Given exercise: Pick up the dialogue about the haunted island bar right after its last line and keep it going.

Article:
--- Begin ---

Hey Mike, cops don't like
it when you videotape them.

This kind of thing
happens all summer.

So many people partying.

So I've read...

Ron said there are a lot of
accidents that happen out here.

Oh yeah...

Maybe because there is
a bar in the middle of

a freaking lake, Carl.



















Yep, it's a bar in
the middle of the lake.

The infamous haunted island bar.

Hey, you guys look
ripe for advice,

I'm going to give you some.

Get off this island
after closing.

What?

Why?

Nothing good
happens after hours.

People lose respect for this
place and act careless.

C'mon, after hours, that's when
all the real fun happens, Carl.

Not on this island.

Wait, what time does
this place close?

Midnight.

Lame...should go
'til sunrise, huh?

This place is huge.

Well, you ain't
seen nothing yet.

Remember this...

don't give anything away,
don't steal anything,

and get off this island
after hours.

Gotcha, Carl.

Thank you for the ride.

Is it cool if we leave
our stuff on the boat?

Yep.

Ivy, I'm going to dock
the boat around back.

Gotcha.

How ya doin', Bud?

Whoa, Joe-Bob,
we're the bartenders.

Uh, yeah, you can let them in.





Hey!



What's up,
how you doin'?



How's it goin'?

--- End ---

Extracted data:
--- Begin ---

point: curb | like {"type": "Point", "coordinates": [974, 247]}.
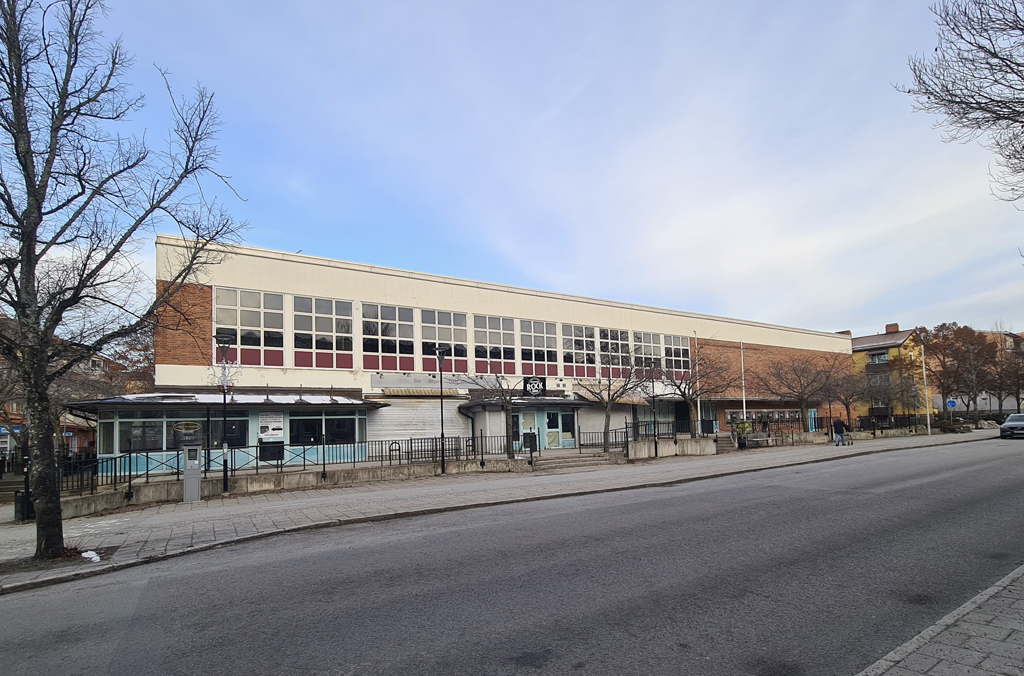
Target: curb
{"type": "Point", "coordinates": [924, 637]}
{"type": "Point", "coordinates": [112, 567]}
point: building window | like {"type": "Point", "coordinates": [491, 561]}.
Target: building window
{"type": "Point", "coordinates": [677, 355]}
{"type": "Point", "coordinates": [448, 330]}
{"type": "Point", "coordinates": [323, 332]}
{"type": "Point", "coordinates": [579, 351]}
{"type": "Point", "coordinates": [255, 322]}
{"type": "Point", "coordinates": [614, 351]}
{"type": "Point", "coordinates": [539, 347]}
{"type": "Point", "coordinates": [331, 426]}
{"type": "Point", "coordinates": [646, 349]}
{"type": "Point", "coordinates": [494, 344]}
{"type": "Point", "coordinates": [388, 340]}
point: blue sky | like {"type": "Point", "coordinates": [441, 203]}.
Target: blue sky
{"type": "Point", "coordinates": [744, 159]}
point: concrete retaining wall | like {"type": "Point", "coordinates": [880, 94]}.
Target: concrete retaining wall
{"type": "Point", "coordinates": [170, 491]}
{"type": "Point", "coordinates": [682, 446]}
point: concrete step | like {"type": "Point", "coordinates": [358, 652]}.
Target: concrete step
{"type": "Point", "coordinates": [565, 462]}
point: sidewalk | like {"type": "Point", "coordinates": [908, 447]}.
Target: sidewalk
{"type": "Point", "coordinates": [138, 536]}
{"type": "Point", "coordinates": [983, 637]}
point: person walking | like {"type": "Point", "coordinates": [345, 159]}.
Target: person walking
{"type": "Point", "coordinates": [840, 428]}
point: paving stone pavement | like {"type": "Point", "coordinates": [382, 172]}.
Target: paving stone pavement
{"type": "Point", "coordinates": [983, 637]}
{"type": "Point", "coordinates": [138, 536]}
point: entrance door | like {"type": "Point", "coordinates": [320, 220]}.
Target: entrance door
{"type": "Point", "coordinates": [528, 426]}
{"type": "Point", "coordinates": [554, 430]}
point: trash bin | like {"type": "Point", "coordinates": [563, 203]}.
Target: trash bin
{"type": "Point", "coordinates": [24, 511]}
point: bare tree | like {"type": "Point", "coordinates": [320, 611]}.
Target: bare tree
{"type": "Point", "coordinates": [974, 80]}
{"type": "Point", "coordinates": [974, 354]}
{"type": "Point", "coordinates": [801, 379]}
{"type": "Point", "coordinates": [712, 374]}
{"type": "Point", "coordinates": [77, 200]}
{"type": "Point", "coordinates": [942, 358]}
{"type": "Point", "coordinates": [848, 388]}
{"type": "Point", "coordinates": [1003, 377]}
{"type": "Point", "coordinates": [611, 385]}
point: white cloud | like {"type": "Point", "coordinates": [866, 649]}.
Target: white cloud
{"type": "Point", "coordinates": [749, 160]}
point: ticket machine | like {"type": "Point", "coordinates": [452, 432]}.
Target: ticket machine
{"type": "Point", "coordinates": [193, 472]}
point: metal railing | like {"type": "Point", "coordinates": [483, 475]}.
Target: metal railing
{"type": "Point", "coordinates": [662, 429]}
{"type": "Point", "coordinates": [88, 474]}
{"type": "Point", "coordinates": [872, 423]}
{"type": "Point", "coordinates": [616, 439]}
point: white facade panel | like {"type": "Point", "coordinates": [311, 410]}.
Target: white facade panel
{"type": "Point", "coordinates": [416, 418]}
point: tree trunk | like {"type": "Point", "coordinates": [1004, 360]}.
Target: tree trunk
{"type": "Point", "coordinates": [509, 440]}
{"type": "Point", "coordinates": [43, 476]}
{"type": "Point", "coordinates": [607, 426]}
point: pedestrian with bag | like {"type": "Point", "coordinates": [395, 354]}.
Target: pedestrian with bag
{"type": "Point", "coordinates": [840, 428]}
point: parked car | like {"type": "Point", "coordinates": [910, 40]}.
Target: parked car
{"type": "Point", "coordinates": [1013, 426]}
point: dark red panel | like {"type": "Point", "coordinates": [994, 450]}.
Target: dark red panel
{"type": "Point", "coordinates": [231, 355]}
{"type": "Point", "coordinates": [250, 356]}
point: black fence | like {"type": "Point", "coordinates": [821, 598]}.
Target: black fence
{"type": "Point", "coordinates": [85, 475]}
{"type": "Point", "coordinates": [873, 423]}
{"type": "Point", "coordinates": [88, 475]}
{"type": "Point", "coordinates": [616, 439]}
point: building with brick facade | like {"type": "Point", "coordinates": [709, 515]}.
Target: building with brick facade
{"type": "Point", "coordinates": [330, 351]}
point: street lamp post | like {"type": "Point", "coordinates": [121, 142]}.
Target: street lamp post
{"type": "Point", "coordinates": [440, 350]}
{"type": "Point", "coordinates": [224, 342]}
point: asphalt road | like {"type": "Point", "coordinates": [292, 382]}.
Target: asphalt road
{"type": "Point", "coordinates": [805, 572]}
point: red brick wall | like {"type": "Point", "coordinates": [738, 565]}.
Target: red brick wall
{"type": "Point", "coordinates": [184, 336]}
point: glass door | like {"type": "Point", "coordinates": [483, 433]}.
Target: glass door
{"type": "Point", "coordinates": [554, 431]}
{"type": "Point", "coordinates": [528, 425]}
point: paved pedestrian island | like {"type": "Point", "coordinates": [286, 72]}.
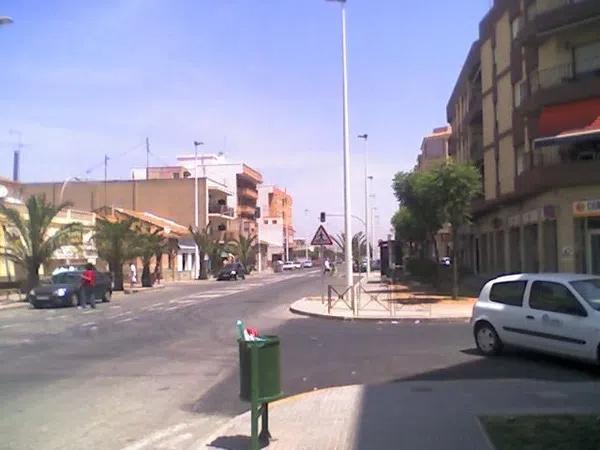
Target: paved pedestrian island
{"type": "Point", "coordinates": [378, 301]}
{"type": "Point", "coordinates": [411, 415]}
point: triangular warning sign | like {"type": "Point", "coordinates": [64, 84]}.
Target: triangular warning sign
{"type": "Point", "coordinates": [321, 237]}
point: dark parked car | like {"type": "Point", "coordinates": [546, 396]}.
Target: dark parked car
{"type": "Point", "coordinates": [64, 289]}
{"type": "Point", "coordinates": [232, 272]}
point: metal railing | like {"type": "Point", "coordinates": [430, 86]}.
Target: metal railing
{"type": "Point", "coordinates": [559, 74]}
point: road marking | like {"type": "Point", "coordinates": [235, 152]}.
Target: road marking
{"type": "Point", "coordinates": [157, 436]}
{"type": "Point", "coordinates": [129, 319]}
{"type": "Point", "coordinates": [174, 443]}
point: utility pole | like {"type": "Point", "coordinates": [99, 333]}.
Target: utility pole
{"type": "Point", "coordinates": [106, 158]}
{"type": "Point", "coordinates": [147, 159]}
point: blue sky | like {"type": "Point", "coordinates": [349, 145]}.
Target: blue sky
{"type": "Point", "coordinates": [257, 79]}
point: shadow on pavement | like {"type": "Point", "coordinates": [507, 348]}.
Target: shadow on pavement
{"type": "Point", "coordinates": [238, 442]}
{"type": "Point", "coordinates": [511, 364]}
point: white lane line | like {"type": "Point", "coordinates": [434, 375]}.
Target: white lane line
{"type": "Point", "coordinates": [129, 319]}
{"type": "Point", "coordinates": [157, 436]}
{"type": "Point", "coordinates": [175, 443]}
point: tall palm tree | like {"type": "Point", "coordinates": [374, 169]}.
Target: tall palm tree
{"type": "Point", "coordinates": [245, 249]}
{"type": "Point", "coordinates": [148, 245]}
{"type": "Point", "coordinates": [116, 243]}
{"type": "Point", "coordinates": [206, 246]}
{"type": "Point", "coordinates": [31, 245]}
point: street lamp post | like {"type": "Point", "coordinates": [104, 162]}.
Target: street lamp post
{"type": "Point", "coordinates": [367, 244]}
{"type": "Point", "coordinates": [196, 219]}
{"type": "Point", "coordinates": [346, 134]}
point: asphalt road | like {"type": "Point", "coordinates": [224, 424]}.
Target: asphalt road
{"type": "Point", "coordinates": [159, 370]}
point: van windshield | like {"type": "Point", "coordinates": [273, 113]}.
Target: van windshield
{"type": "Point", "coordinates": [589, 290]}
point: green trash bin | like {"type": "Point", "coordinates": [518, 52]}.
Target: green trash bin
{"type": "Point", "coordinates": [268, 370]}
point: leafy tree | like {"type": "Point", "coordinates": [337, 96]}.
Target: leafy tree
{"type": "Point", "coordinates": [207, 245]}
{"type": "Point", "coordinates": [419, 193]}
{"type": "Point", "coordinates": [407, 228]}
{"type": "Point", "coordinates": [32, 245]}
{"type": "Point", "coordinates": [116, 243]}
{"type": "Point", "coordinates": [245, 249]}
{"type": "Point", "coordinates": [458, 185]}
{"type": "Point", "coordinates": [148, 245]}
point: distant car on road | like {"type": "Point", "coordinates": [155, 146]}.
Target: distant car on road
{"type": "Point", "coordinates": [288, 265]}
{"type": "Point", "coordinates": [232, 272]}
{"type": "Point", "coordinates": [64, 289]}
{"type": "Point", "coordinates": [551, 313]}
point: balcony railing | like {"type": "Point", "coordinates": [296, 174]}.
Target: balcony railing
{"type": "Point", "coordinates": [564, 73]}
{"type": "Point", "coordinates": [223, 210]}
{"type": "Point", "coordinates": [544, 6]}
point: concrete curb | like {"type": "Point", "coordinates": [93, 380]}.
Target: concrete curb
{"type": "Point", "coordinates": [302, 312]}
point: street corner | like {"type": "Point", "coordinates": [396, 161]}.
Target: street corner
{"type": "Point", "coordinates": [329, 414]}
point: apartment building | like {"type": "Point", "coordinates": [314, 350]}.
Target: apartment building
{"type": "Point", "coordinates": [526, 111]}
{"type": "Point", "coordinates": [276, 223]}
{"type": "Point", "coordinates": [434, 149]}
{"type": "Point", "coordinates": [169, 198]}
{"type": "Point", "coordinates": [239, 178]}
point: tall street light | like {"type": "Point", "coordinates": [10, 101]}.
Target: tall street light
{"type": "Point", "coordinates": [365, 137]}
{"type": "Point", "coordinates": [196, 219]}
{"type": "Point", "coordinates": [347, 203]}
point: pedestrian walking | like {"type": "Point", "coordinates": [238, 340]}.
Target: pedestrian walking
{"type": "Point", "coordinates": [132, 275]}
{"type": "Point", "coordinates": [88, 282]}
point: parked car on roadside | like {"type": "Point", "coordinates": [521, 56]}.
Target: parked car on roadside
{"type": "Point", "coordinates": [64, 289]}
{"type": "Point", "coordinates": [551, 313]}
{"type": "Point", "coordinates": [288, 265]}
{"type": "Point", "coordinates": [232, 272]}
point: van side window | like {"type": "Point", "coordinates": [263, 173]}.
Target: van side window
{"type": "Point", "coordinates": [508, 292]}
{"type": "Point", "coordinates": [554, 297]}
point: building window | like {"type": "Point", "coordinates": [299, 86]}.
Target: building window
{"type": "Point", "coordinates": [587, 58]}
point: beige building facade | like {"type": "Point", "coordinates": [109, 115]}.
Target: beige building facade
{"type": "Point", "coordinates": [538, 149]}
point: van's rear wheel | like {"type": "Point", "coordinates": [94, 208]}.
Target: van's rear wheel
{"type": "Point", "coordinates": [487, 340]}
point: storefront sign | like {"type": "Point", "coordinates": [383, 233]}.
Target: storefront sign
{"type": "Point", "coordinates": [586, 208]}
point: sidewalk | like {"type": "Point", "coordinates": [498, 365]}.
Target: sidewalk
{"type": "Point", "coordinates": [440, 415]}
{"type": "Point", "coordinates": [378, 301]}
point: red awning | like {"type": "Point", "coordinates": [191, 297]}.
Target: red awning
{"type": "Point", "coordinates": [569, 122]}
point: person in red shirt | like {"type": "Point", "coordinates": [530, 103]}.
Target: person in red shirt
{"type": "Point", "coordinates": [88, 282]}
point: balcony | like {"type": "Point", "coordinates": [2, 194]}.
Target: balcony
{"type": "Point", "coordinates": [557, 15]}
{"type": "Point", "coordinates": [246, 211]}
{"type": "Point", "coordinates": [248, 193]}
{"type": "Point", "coordinates": [221, 210]}
{"type": "Point", "coordinates": [561, 84]}
{"type": "Point", "coordinates": [552, 168]}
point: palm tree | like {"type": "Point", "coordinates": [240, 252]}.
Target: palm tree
{"type": "Point", "coordinates": [148, 245]}
{"type": "Point", "coordinates": [31, 244]}
{"type": "Point", "coordinates": [206, 246]}
{"type": "Point", "coordinates": [116, 243]}
{"type": "Point", "coordinates": [245, 249]}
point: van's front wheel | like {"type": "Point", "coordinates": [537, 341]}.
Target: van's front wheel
{"type": "Point", "coordinates": [487, 340]}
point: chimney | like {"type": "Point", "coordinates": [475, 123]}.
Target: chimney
{"type": "Point", "coordinates": [16, 165]}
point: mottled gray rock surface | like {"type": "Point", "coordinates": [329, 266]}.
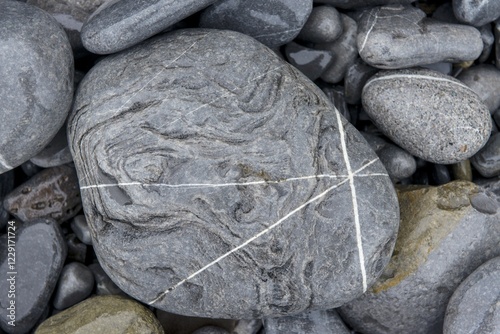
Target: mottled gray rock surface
{"type": "Point", "coordinates": [484, 80]}
{"type": "Point", "coordinates": [476, 12]}
{"type": "Point", "coordinates": [52, 193]}
{"type": "Point", "coordinates": [311, 322]}
{"type": "Point", "coordinates": [474, 306]}
{"type": "Point", "coordinates": [119, 24]}
{"type": "Point", "coordinates": [430, 115]}
{"type": "Point", "coordinates": [445, 234]}
{"type": "Point", "coordinates": [487, 160]}
{"type": "Point", "coordinates": [219, 174]}
{"type": "Point", "coordinates": [40, 252]}
{"type": "Point", "coordinates": [36, 89]}
{"type": "Point", "coordinates": [398, 36]}
{"type": "Point", "coordinates": [271, 22]}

--- End ---

Exercise answer:
I'm Jerry,
what's your name?

Nice to meet you.

Catch you later.



How you doin', bro?

Hello? Hola?

No, no, no.

Jerry, this way.

Hello, hey Sheila,
they're here.

Uh, hi guys.

You must be the
newbies, I'm Sheila.

Hey, I'm Lori, that's
Mike and Jerry.

Hey, what's up, I'm Jerry.

Hi.

Nice to meet you.

Cool, welcome.

Well, I'll see you
guys out there.

See ya.

Ooohhh,

Dude, check this out.

This is Blarney Island in 1932.

Yep, it's been here for
over a hundred years.

Ha, creepy and homegrown
right there, dude.

Not too many branches
on that family tree.

[humming "Dueling Banjos"]

[laughter]

This one says, "Leave
your guns at the door."

Yeah, except for Capone.

"Local man takes his own life."

Wait, he killed
himself here?

Shot himself.

That's the rumor.

So Ivy, do you
live out here?

Does your family?

Ah...yeah, they used to.

They moved
and you didn't?

They decided to move
back to civilization.

Ah...no, they didn't.

So, your family
moved, but didn't?

Ah, yeah actually,
my sister Janet,

and my parents, they drowned
when I was a kid.

I'm sorry to
hear that.

Boating accident?

Ah, sure.

You could call it that.

Well, I'm going
to go find Ron.

Sucks...

What were you thinking taking
them past the boat wreck?

I didn't, Carl did.

Great, just what I need,
more scared off workers.

Look, just send them
to the outside bar,

I'll be there
in a minute, ok?

Okay.

Damn.

Hey guys, Ron's waiting
for you at the outside bar.

That way.

Cool.

See you later.



Hey, hey!

You all ready?

Hi, I'm Lori.

I'm Guy, saw you earlier.

I saw you, too.

[laughter]

Welcome.

Oh my goodness.

Who are these for?

Good time.

Shots?

Yeah!

Yeah, you don't like shots?

I do not drink
when I work.

Well, you guys ready?

Welcome to hell, shots
are on me, everyone.

Cheers.

ALL:
Cheers!

That was good.

[laughing]

Still carrying that
camera everywhere, huh?

Hey Ronnie!

Good to see you, man.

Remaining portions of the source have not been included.